- EXERCISE TASK 1 -
In the rows, starting with the line containing "Could you please point to the man" and going on through the end of the rows, rename "photograph" to "image" and keep everything else the same.

- EXCERPTED TEXT -
======
The change in the capital element of the DEL arises from the draw-down of £8,229,000 capital end-year flexibility as set out in the Public Expenditure Outturn White Paper (Cm 6293). This is partly off-set by a transfer of £70,000 to HM Customs and Excise in relation to work to develop the Neighbourhood Statistics programme.

The administration costs limit will be increased by £4,472,000 from £152,990,000 to £157,462,000.

Pensions: Financial Assistance Scheme

The Parliamentary Under-Secretary of State, Department for Work and Pensions (Baroness Hollis of Heigham): My honourable friend the Minister for Pensions (Malcolm Wicks) has made the following Written Ministerial Statement:

In December 2004 we said that our priority was getting help to those facing the most urgent difficulties being closest to, or already at, retirement age and therefore less able to make provision to replace their lost pensions.

At that time we had asked independent trustees to provide data on the pension schemes that they thought might be eligible for the financial assistance scheme. We had a very good response and from the information provided it appears that there are at least 380 schemes in which members might be potentially eligible for financial assistance. The precise scale of the financial shortfalls in these schemes cannot be known until the winding-up processes are close to completion.
======
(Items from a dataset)

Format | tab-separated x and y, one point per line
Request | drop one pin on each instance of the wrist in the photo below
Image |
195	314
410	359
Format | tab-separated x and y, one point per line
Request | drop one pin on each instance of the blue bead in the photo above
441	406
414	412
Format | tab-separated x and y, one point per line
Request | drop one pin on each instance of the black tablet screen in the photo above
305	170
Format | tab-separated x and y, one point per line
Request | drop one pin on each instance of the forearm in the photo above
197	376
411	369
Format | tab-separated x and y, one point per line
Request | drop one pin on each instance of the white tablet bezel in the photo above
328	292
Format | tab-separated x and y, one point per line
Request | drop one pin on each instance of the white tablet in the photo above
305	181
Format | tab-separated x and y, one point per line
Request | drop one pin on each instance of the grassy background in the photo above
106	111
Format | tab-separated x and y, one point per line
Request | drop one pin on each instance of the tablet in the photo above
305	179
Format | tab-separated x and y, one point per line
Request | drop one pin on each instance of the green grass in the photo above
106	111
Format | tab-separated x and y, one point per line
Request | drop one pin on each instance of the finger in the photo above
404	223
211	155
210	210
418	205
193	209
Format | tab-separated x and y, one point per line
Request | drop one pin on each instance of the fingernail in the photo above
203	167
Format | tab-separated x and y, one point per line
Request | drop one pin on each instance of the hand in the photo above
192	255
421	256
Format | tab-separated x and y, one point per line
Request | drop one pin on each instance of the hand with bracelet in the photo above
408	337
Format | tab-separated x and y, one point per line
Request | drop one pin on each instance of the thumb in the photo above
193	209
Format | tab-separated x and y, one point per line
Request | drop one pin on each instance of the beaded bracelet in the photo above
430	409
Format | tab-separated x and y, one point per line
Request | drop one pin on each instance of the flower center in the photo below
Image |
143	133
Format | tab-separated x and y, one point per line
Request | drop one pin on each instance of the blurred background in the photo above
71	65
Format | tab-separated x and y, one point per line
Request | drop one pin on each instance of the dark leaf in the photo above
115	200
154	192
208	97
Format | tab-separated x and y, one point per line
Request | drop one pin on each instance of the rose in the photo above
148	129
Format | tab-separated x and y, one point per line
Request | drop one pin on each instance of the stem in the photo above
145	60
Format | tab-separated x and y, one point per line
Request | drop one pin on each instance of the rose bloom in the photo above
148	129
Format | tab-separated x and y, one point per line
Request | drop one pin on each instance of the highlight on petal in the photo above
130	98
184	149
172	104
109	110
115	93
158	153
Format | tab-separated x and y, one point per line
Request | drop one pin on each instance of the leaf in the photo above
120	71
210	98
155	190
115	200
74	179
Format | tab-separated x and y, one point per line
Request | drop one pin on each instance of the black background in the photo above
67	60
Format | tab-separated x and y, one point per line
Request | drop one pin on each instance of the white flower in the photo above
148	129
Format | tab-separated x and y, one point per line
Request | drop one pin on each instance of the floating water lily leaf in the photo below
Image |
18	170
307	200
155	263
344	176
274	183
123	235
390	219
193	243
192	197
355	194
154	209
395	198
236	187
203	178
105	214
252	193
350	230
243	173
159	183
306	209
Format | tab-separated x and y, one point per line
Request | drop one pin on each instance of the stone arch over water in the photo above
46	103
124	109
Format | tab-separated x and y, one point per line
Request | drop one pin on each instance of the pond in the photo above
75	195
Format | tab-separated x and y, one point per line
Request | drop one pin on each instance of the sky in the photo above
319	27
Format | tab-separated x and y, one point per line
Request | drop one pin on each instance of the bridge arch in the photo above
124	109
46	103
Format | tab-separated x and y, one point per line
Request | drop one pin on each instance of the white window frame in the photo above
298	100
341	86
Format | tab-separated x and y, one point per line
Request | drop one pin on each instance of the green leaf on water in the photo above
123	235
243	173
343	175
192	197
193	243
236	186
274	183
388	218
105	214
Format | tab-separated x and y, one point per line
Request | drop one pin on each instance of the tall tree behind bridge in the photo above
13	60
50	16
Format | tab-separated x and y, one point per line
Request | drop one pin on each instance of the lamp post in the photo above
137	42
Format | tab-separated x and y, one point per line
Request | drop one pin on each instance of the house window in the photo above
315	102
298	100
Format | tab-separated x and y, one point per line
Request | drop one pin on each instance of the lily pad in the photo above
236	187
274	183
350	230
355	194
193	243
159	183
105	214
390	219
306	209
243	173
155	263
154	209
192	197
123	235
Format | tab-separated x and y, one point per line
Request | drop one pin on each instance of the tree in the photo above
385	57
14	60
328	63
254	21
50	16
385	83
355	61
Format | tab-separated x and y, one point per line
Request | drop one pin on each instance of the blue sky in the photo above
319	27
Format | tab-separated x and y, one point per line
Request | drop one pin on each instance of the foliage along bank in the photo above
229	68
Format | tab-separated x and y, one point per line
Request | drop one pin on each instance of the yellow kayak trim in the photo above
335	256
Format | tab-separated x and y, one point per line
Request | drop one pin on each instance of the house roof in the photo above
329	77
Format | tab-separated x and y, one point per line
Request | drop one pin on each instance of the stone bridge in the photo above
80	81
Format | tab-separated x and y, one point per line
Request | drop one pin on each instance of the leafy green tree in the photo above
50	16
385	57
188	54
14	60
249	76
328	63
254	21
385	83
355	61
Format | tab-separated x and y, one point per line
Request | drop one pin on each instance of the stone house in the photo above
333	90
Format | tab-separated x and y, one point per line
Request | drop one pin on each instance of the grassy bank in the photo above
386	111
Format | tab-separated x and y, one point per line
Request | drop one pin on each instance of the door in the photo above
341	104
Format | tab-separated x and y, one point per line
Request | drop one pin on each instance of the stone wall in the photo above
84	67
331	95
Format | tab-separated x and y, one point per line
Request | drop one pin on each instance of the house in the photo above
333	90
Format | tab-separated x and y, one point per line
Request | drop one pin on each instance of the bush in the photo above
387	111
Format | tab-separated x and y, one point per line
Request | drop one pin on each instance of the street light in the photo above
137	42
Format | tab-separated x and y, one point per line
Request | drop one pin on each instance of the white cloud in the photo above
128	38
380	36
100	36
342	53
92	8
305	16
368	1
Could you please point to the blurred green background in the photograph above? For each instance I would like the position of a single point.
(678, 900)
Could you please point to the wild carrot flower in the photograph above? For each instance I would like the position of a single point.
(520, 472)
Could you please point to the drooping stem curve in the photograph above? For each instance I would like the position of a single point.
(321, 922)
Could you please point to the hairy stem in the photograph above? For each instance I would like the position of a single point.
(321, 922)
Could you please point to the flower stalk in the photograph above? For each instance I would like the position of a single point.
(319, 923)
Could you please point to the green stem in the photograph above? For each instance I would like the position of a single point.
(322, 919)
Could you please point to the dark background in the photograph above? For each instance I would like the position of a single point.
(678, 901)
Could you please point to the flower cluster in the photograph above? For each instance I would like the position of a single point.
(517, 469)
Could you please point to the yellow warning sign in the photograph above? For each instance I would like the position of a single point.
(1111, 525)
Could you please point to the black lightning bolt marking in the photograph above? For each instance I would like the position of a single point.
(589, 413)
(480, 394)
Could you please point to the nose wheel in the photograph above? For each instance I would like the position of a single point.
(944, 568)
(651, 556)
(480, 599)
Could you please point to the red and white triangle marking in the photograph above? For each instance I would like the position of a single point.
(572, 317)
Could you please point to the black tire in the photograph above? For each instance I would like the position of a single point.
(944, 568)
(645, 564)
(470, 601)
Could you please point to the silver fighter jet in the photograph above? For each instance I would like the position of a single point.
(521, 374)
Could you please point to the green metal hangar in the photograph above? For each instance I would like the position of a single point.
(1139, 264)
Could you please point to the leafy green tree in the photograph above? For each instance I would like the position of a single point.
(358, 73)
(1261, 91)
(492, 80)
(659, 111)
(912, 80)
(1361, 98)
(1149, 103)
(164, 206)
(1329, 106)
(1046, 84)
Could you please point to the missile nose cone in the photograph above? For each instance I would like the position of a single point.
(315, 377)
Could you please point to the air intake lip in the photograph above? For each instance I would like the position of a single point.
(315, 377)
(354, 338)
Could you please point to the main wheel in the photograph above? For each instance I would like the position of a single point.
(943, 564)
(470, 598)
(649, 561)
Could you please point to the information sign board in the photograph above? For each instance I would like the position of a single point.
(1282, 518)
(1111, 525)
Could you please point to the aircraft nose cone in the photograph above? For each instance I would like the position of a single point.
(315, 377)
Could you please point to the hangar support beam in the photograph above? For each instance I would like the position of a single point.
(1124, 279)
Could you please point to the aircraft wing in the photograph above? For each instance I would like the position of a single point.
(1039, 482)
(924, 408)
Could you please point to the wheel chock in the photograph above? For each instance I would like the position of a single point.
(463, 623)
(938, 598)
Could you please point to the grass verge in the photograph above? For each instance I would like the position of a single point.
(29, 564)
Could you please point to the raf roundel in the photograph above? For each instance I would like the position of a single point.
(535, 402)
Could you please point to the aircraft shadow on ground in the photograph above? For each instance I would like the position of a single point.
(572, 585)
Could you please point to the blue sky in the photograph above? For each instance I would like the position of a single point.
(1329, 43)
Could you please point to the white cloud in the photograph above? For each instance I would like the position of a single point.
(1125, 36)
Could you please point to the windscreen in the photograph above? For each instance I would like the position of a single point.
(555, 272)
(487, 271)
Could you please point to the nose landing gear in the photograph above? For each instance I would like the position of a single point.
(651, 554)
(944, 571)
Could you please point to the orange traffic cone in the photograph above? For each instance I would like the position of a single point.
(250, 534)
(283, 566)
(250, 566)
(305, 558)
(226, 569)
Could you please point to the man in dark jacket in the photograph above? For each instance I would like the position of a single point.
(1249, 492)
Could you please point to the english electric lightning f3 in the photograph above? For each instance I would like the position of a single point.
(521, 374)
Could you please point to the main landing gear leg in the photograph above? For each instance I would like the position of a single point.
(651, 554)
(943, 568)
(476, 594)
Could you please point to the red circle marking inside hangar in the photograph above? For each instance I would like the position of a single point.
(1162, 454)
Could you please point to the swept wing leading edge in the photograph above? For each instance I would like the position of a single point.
======
- EXERCISE TASK 2 -
Decide whether each statement agrees with the excerpted text, answering yes or no and quoting the words that settle it. (a) The administration costs limit rises by £4,472,000. (b) The precise scale of the financial shortfalls in the schemes is already known. (c) At least 380 schemes may have members potentially eligible for financial assistance.

- CORRECT RESULT 1 -
Could you please point to the man in dark jacket in the image above? For each instance I would like the position of a single point.
(1249, 492)
Could you please point to the english electric lightning f3 in the image above? For each instance I would like the position of a single point.
(521, 374)
Could you please point to the main landing gear leg in the image above? For each instance I would like the position of a single point.
(651, 554)
(943, 568)
(476, 594)
Could you please point to the red circle marking inside hangar in the image above? For each instance I would like the position of a single point.
(1162, 454)
Could you please point to the swept wing leading edge in the image above? For each instance I would like the position of a single point.

- CORRECT RESULT 2 -
(a) Yes: "The administration costs limit will be increased by £4,472,000 from £152,990,000 to £157,462,000."
(b) No: "The precise scale of the financial shortfalls in these schemes cannot be known until the winding-up processes are close to completion."
(c) Yes: "there are at least 380 schemes in which members might be potentially eligible for financial assistance."